### Records to use
---*---

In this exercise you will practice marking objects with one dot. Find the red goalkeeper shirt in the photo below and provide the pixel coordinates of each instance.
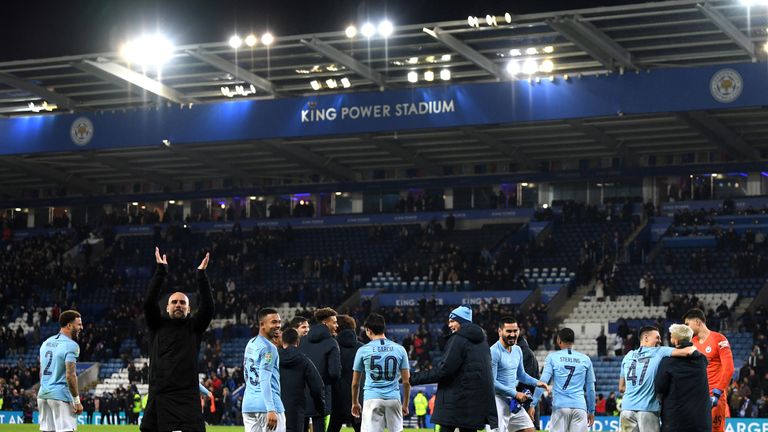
(717, 350)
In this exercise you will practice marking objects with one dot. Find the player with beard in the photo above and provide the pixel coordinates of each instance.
(58, 399)
(508, 369)
(263, 408)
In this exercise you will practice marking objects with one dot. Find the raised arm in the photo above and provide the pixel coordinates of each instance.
(546, 375)
(205, 313)
(151, 310)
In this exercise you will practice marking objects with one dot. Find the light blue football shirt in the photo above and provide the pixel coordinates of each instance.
(262, 377)
(638, 370)
(508, 370)
(55, 352)
(574, 377)
(381, 360)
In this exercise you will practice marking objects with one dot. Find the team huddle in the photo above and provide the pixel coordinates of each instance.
(289, 372)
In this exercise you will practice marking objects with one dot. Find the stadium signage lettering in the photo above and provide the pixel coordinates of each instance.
(357, 112)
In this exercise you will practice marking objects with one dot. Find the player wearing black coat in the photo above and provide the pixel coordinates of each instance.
(324, 352)
(342, 397)
(296, 372)
(681, 383)
(465, 396)
(174, 401)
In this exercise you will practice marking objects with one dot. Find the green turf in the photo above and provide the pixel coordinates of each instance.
(108, 428)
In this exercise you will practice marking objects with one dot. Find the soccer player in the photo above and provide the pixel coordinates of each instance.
(640, 408)
(573, 401)
(58, 399)
(508, 370)
(717, 350)
(384, 363)
(262, 406)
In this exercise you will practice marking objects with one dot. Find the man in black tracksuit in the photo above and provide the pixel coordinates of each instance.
(683, 389)
(320, 346)
(173, 403)
(342, 397)
(465, 395)
(296, 373)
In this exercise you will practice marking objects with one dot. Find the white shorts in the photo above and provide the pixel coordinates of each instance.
(382, 413)
(639, 421)
(509, 421)
(56, 415)
(257, 422)
(568, 420)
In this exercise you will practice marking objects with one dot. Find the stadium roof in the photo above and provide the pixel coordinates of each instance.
(621, 39)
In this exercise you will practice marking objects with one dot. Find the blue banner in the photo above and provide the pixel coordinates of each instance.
(522, 214)
(662, 90)
(453, 298)
(548, 292)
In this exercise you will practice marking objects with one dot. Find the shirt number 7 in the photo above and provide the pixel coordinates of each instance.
(571, 370)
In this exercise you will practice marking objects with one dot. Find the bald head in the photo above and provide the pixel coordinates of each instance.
(178, 305)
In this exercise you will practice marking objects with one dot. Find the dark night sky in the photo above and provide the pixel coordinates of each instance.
(49, 28)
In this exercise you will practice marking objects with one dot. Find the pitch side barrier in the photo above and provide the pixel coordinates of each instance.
(665, 90)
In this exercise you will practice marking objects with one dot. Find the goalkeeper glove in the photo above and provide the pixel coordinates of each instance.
(715, 397)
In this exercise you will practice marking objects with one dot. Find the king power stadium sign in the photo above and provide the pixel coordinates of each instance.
(317, 114)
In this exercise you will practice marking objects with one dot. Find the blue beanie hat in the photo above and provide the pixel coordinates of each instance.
(462, 314)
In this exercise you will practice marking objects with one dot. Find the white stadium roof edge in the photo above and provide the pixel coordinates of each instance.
(597, 41)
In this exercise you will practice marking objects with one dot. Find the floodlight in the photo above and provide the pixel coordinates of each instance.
(513, 67)
(530, 66)
(547, 66)
(368, 30)
(149, 50)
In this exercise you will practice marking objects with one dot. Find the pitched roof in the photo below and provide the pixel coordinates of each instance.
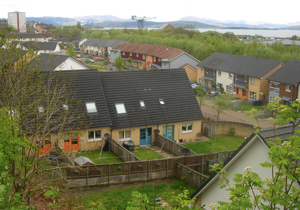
(41, 45)
(289, 73)
(238, 64)
(154, 50)
(131, 87)
(96, 42)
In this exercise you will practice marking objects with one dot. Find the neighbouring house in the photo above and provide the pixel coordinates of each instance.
(156, 57)
(94, 46)
(284, 83)
(245, 156)
(130, 105)
(243, 76)
(166, 26)
(30, 37)
(57, 62)
(41, 47)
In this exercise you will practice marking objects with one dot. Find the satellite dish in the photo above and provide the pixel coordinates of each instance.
(185, 151)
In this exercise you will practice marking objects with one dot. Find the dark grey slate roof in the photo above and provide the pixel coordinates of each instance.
(96, 42)
(289, 73)
(131, 87)
(113, 43)
(40, 45)
(238, 64)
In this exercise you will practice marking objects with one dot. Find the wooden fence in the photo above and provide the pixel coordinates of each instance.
(170, 146)
(131, 171)
(121, 152)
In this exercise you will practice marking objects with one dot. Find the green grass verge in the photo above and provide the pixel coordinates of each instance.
(218, 143)
(144, 153)
(106, 157)
(118, 199)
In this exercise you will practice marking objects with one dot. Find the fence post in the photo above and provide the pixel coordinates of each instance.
(129, 172)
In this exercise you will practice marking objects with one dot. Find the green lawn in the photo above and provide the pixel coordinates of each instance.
(221, 143)
(106, 157)
(144, 153)
(118, 199)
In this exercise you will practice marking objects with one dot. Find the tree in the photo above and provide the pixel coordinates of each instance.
(222, 102)
(200, 94)
(37, 105)
(281, 189)
(119, 63)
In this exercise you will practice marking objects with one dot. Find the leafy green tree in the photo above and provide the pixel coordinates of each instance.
(222, 102)
(119, 63)
(281, 189)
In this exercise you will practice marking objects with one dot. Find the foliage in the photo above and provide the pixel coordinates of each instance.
(222, 102)
(200, 94)
(119, 63)
(280, 190)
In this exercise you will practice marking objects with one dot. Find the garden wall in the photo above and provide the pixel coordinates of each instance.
(222, 127)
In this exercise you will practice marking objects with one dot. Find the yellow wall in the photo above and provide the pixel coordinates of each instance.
(192, 74)
(135, 132)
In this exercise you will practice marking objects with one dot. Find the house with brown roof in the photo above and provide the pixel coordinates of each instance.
(156, 57)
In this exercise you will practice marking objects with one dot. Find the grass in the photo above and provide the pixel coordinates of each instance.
(218, 143)
(118, 199)
(106, 157)
(142, 153)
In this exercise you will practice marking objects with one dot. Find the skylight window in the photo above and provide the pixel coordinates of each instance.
(91, 107)
(142, 103)
(120, 108)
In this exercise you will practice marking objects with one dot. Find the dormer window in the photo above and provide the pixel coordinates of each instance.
(120, 108)
(91, 107)
(142, 103)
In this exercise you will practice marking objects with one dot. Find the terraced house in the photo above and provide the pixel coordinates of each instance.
(156, 57)
(243, 76)
(130, 105)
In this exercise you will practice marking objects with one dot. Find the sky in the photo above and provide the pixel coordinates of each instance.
(281, 12)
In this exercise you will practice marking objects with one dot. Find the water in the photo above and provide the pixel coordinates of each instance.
(264, 33)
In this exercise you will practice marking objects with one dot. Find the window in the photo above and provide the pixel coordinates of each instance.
(94, 135)
(91, 107)
(252, 95)
(142, 103)
(187, 127)
(120, 108)
(124, 135)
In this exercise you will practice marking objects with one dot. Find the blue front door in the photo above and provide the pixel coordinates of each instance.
(168, 132)
(145, 136)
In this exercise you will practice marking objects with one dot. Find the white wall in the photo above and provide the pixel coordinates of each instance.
(71, 64)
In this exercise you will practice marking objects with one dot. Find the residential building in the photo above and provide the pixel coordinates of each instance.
(284, 83)
(156, 57)
(17, 20)
(244, 76)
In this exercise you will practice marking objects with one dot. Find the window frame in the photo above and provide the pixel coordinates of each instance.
(185, 128)
(94, 139)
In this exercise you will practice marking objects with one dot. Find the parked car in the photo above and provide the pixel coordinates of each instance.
(99, 59)
(89, 61)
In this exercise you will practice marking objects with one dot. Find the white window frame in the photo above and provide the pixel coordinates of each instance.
(94, 139)
(125, 138)
(185, 128)
(120, 107)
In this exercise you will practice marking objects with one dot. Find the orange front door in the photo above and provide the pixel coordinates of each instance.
(71, 142)
(44, 144)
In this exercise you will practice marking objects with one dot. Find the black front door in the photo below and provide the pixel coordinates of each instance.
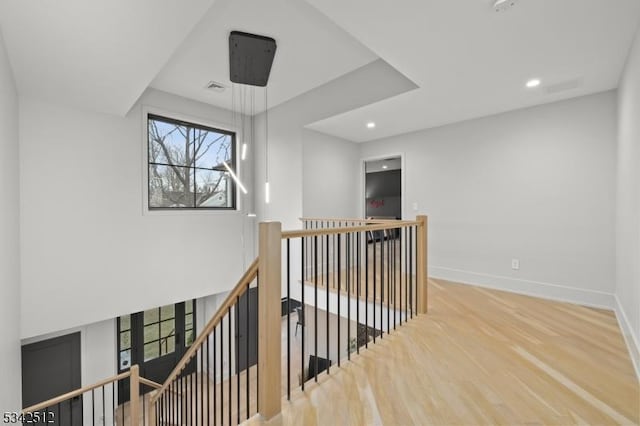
(247, 329)
(156, 340)
(51, 368)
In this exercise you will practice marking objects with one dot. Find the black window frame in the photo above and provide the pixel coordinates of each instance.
(233, 164)
(136, 338)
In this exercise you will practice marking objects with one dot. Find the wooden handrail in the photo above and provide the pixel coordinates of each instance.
(344, 219)
(75, 393)
(249, 275)
(391, 224)
(150, 383)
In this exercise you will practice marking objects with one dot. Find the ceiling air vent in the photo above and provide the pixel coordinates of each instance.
(503, 5)
(215, 86)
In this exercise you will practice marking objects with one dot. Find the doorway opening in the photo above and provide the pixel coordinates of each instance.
(383, 188)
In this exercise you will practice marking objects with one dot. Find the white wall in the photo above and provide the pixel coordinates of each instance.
(89, 252)
(628, 204)
(10, 389)
(330, 176)
(536, 184)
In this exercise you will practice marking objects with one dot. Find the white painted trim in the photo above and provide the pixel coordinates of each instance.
(403, 186)
(627, 332)
(561, 293)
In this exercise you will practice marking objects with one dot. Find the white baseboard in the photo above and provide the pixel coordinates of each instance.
(629, 338)
(592, 298)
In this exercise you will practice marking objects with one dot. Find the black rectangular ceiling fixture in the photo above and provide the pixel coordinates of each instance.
(250, 58)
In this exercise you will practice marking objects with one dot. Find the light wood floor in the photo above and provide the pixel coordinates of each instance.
(481, 357)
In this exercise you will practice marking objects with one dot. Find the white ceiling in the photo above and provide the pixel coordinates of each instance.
(311, 50)
(467, 60)
(470, 61)
(99, 54)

---*---

### Exercise details
Can you print, unchanged, every line from the one containing "the white ceiling" through the final line of the entries, inclusive?

### Reply to the task
In this exercise you will practice marking objects with one dot. Find the white ceiling in the photo above and provide the pixel coordinates of each instance.
(311, 50)
(467, 60)
(470, 61)
(99, 54)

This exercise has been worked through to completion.